==== TEXT BLOCK ====

To determine the amount of bridging additives or plugging agents in the representative sample, a small test kit 102 and a centrifuge (not shown) are provided to an onsite mud engineer. The test kit 102, or sand content set, includes a sieve 106, a funnel 108 to fit the sieve 106, and two glass measuring tubes 104 marked with the volume of mud to be added and percent graduation marks to determine the amount of bridging additives or plugging agent in the mud. The centrifuge (not shown) may be, for example, a hand-crank centrifuge configured to receive both glass measuring tubes 104 from the test kit 102.

The procedure for determining the amount of bridging additives or plugging agents is now described with reference to determining the G-Seal® concentration by volume in a non-aqueous fluid. One of ordinary skill in the art will appreciate that the procedure outlined may also be used to determine the concentration of other bridging additives or plugging agents known in the art.

==== PROVIDED DATA ====

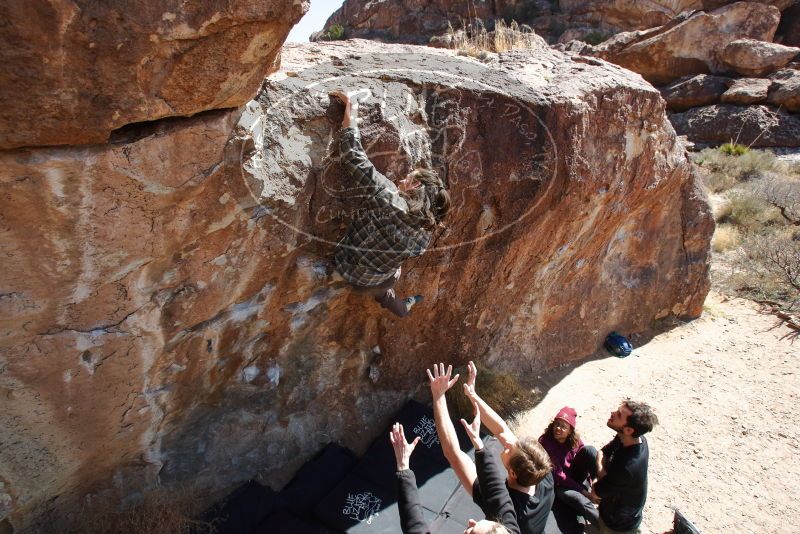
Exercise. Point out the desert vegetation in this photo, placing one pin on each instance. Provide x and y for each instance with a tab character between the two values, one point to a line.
756	200
475	40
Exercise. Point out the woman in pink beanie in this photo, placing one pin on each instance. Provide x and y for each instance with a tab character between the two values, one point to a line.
574	465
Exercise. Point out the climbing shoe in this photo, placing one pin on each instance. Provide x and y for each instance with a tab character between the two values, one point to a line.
411	301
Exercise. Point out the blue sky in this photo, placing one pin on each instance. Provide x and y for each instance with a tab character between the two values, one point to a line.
313	20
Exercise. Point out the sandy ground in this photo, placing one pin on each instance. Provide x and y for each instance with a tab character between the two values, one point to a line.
725	388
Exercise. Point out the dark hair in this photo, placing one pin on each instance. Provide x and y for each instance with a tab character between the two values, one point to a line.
430	201
642	418
530	462
572	440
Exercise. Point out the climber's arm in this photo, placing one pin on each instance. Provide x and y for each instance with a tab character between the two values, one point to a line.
496	425
368	181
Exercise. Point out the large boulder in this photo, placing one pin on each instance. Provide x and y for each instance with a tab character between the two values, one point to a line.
756	58
746	91
72	72
784	90
755	126
692	45
169	314
693	91
710	5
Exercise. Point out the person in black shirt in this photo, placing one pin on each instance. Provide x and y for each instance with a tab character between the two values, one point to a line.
500	515
621	488
529	478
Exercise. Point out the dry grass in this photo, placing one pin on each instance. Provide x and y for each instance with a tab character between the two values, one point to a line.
476	41
161	511
757	243
726	237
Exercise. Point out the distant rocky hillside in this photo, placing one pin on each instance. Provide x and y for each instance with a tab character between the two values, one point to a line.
169	312
729	71
416	22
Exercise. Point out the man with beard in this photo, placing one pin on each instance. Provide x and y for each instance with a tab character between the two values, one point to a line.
621	488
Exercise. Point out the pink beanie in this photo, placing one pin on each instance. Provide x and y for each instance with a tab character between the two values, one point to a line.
567	414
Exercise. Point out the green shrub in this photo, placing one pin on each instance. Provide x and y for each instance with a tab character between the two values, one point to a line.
733	149
729	169
336	32
751	213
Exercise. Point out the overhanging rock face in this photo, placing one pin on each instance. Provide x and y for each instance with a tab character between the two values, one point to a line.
169	312
71	72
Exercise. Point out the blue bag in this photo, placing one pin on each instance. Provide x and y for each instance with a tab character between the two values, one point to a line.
618	345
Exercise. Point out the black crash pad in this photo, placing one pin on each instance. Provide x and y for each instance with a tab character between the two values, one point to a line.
316	479
241	511
285	522
358	505
461	508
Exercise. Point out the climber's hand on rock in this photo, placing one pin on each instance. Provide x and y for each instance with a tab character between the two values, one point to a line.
341	95
473	374
440	379
474	428
402	448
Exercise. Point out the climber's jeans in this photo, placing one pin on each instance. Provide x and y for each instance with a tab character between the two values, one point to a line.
384	294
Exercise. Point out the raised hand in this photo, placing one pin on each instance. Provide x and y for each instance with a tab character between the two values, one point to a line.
469	385
474	428
402	449
440	380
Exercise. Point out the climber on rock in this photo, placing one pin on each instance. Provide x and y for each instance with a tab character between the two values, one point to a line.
393	222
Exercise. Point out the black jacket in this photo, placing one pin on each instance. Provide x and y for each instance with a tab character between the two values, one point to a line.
493	486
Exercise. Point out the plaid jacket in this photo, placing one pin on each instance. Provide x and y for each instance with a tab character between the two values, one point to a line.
382	233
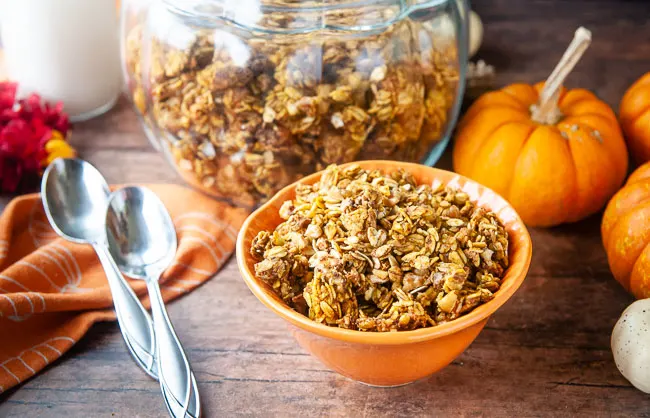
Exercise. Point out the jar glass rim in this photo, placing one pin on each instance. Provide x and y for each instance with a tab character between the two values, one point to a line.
247	14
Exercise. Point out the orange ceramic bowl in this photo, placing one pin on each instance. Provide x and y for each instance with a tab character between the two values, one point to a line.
391	358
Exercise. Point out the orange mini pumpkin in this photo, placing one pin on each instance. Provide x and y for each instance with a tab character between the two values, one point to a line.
626	233
634	113
556	155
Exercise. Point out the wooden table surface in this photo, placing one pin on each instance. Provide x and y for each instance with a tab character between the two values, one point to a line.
546	352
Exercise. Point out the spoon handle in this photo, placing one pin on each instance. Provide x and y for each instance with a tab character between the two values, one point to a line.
135	323
177	380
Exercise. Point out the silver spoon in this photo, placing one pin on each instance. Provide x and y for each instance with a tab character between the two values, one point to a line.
75	198
142	240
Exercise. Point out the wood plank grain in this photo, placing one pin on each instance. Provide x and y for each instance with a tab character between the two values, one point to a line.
545	353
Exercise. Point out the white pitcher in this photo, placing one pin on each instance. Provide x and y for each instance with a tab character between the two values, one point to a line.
64	50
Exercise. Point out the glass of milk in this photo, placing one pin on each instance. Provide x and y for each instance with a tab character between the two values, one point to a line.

====

WORK INSTRUCTIONS:
**1.** According to the passage on the mud test kit, how many glass measuring tubes does the test kit include?
**2.** Lay out the records from the line containing "Exercise. Point out the wooden" through the end of the records as a Markdown table with the columns Nr and Line, giving each line a row number and leaving out blank lines.

EXERCISE ANSWERS:
**1.** Two.

**2.**
| Nr | Line |
|---|---|
| 1 | Exercise. Point out the wooden table surface in this photo, placing one pin on each instance. Provide x and y for each instance with a tab character between the two values, one point to a line. |
| 2 | 546	352 |
| 3 | Exercise. Point out the spoon handle in this photo, placing one pin on each instance. Provide x and y for each instance with a tab character between the two values, one point to a line. |
| 4 | 135	323 |
| 5 | 177	380 |
| 6 | Exercise. Point out the silver spoon in this photo, placing one pin on each instance. Provide x and y for each instance with a tab character between the two values, one point to a line. |
| 7 | 75	198 |
| 8 | 142	240 |
| 9 | Exercise. Point out the wood plank grain in this photo, placing one pin on each instance. Provide x and y for each instance with a tab character between the two values, one point to a line. |
| 10 | 545	353 |
| 11 | Exercise. Point out the white pitcher in this photo, placing one pin on each instance. Provide x and y for each instance with a tab character between the two values, one point to a line. |
| 12 | 64	50 |
| 13 | Exercise. Point out the glass of milk in this photo, placing one pin on each instance. Provide x and y for each instance with a tab character between the two values, one point to a line. |